PASSAGE:
:::::
Background Rheumatoid arthritis (RA) is a chronic inflammatory disease whose pathogenesis and response to therapy may differ at different therapeutic time points. While an immune-mediated inflammation may drive early disease, at late stages, a stromal reaction may prevail. Consequently tailored therapy within any phase of the disease requires better appreciation of both clinical, imaging and histopathological phenotypes.
Objectives This study aims to investigate if there are any significant differences in these features at three distinct RA therapeutic timepoints.
Methods Data was collected from 54 RA patients from 3 time points
i)early RA (EAC), n=20, onset <1 year & prior to starting disease modifying anti rheumatic drug (DMARD)
ii) DMARD inadequate responders (DMARDir), n=20, failed ≥2 DMARDS & fulfilling national criteria to start anti TNF and
iii)anti TNF inadequate responders (TNFir), n=14, failed ≥1 anti TNF & switching to different biologic agent
Prior to changing therapy, all patients had a core data set assessment including clinical, biochemical and imaging including ultrasound (US) of metacarpophlangeal joints and writsts, scored using Eular score (0-3). Patients also underwent an US guided synovial biopsy of a symptomatic joint. Sections of paraffin embedded RA synovial tissue were stained with standard Haematoxylin and Eosin and graded as either a diffuse or aggregate synovitis. Sequentially cut paraffin sections also underwent immunohistochemical staining for B-cells(CD20), T cells (CD3) and macrophages (CD68) and were semi-quantitatively scored (0-4) for each marker.
:::::
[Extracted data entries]
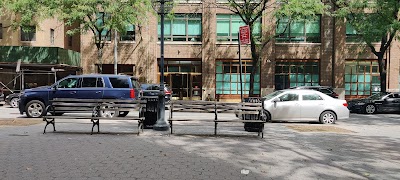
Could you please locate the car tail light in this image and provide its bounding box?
[129,89,135,99]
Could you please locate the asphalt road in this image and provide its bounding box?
[0,106,400,180]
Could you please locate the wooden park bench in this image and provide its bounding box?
[43,98,146,135]
[168,101,266,138]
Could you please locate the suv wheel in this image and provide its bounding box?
[364,104,376,114]
[25,100,46,118]
[10,98,18,108]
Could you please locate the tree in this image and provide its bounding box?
[222,0,329,96]
[333,0,400,92]
[57,0,151,71]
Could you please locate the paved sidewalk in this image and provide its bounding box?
[0,107,400,180]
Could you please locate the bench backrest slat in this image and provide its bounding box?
[48,98,146,113]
:::::
ABOUT THIS TASK:
From the rheumatoid arthritis abstract, extract the passage starting with "Methods Data was" and going on through "rheumatic drug (DMARD)". These records bear no relation to the text.

REPLY TO THE EXERCISE:
Methods Data was collected from 54 RA patients from 3 time points
i)early RA (EAC), n=20, onset <1 year & prior to starting disease modifying anti rheumatic drug (DMARD)